TASKS TO PERFORM -
a. In the Heller v. Equity Marketing opinion, at what value were the underwriter warrants set?
b. Pick up the Heller v. Equity Marketing appellate opinion right after its last sentence and carry it forward.

--- DOCUMENT SEGMENT ---

Heller v. Equity Marketing, Inc.
This text of 259 A.D.2d 275 (Heller v. Equity Marketing, Inc.) is published on Counsel Stack Legal Research, covering Appellate Division of the Supreme Court of the State of New York primary law. Counsel Stack provides free access to over 12 million legal documents including statutes, case law, regulations, and constitutions.
Opinion
Judgment, Supreme Court, New York County (Herman Cahn, J.), entered July 1, 1998, which, after a nonjury trial, to the extent appealed from as limited by the brief, awarded plaintiff the value of certain underwriter warrants, rather than the warrants themselves, and valued those warrants at $1 each, unanimously affirmed, with costs.

--- DATA ---

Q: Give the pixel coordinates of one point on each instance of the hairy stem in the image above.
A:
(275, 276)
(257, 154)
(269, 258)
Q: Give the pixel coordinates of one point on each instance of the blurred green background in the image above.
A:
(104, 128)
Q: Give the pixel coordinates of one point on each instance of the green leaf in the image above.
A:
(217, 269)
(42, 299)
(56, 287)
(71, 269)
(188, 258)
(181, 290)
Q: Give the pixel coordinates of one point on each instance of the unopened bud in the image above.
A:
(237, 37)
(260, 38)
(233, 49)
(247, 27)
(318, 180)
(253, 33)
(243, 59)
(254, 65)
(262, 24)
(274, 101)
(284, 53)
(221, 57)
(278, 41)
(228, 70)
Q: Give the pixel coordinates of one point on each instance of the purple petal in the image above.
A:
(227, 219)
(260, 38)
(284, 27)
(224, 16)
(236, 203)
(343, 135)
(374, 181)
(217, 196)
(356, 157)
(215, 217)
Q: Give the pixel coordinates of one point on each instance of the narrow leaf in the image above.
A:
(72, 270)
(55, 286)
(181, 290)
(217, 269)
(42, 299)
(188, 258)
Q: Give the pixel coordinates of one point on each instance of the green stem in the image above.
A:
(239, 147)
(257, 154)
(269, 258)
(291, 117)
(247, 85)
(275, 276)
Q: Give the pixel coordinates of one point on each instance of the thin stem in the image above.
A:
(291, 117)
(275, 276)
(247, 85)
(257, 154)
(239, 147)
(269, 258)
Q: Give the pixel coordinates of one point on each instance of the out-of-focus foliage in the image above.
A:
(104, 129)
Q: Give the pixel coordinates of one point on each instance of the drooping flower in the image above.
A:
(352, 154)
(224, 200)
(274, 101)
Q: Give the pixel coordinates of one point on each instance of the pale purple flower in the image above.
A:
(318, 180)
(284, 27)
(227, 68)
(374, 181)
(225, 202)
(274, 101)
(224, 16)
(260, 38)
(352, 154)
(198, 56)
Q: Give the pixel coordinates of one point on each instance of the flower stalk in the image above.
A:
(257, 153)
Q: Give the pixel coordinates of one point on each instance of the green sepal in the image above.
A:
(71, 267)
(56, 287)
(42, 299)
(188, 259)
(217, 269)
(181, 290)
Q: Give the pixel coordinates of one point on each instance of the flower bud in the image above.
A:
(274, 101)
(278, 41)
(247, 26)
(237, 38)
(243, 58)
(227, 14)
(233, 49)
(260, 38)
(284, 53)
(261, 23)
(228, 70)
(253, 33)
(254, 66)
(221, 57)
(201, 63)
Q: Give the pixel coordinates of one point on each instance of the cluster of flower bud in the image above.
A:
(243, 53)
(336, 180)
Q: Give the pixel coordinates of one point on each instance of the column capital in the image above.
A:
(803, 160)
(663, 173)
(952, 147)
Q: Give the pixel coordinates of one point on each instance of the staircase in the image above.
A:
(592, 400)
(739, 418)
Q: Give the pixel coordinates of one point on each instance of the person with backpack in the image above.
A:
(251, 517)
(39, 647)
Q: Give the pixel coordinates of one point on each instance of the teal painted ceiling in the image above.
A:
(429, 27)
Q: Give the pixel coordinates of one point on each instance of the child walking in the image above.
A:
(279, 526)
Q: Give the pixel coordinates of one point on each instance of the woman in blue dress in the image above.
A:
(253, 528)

---
--- DATA ---

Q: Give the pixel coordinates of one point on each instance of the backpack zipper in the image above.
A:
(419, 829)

---

EXERCISE ANSWERS -
a. $1 each

b.
Specific performance is not available in an action, such as this one, prosecuted solely on the theory of quantum meruit, and not breach of contract (see, Hadcock Motors v Metzger, 92 AD2d 1, 4-5; Sticht v Denny, 250 App Div 793; Flanders v Rosoff, 111 App Div 1, 3-4, affd 188 NY 616; Deborah Homes, Inc. v Firestone, 135 NYS2d 289, 291; Bsales v Texaco, Inc., 516 F Supp 655, 664). In any event, even if it were within the trial court’s discretion to direct specific performance, the trial court’s refusal to do so was nonetheless proper since the warrants admitted of valuation, and the valuation ultimately adopted was supported by expert testimony (see, Van Wagner Adv. Corp. v S & M Enters., 67 NY2d 186, 191). Concur — Sullivan, J. P., Ellerin, Williams and Tom, JJ.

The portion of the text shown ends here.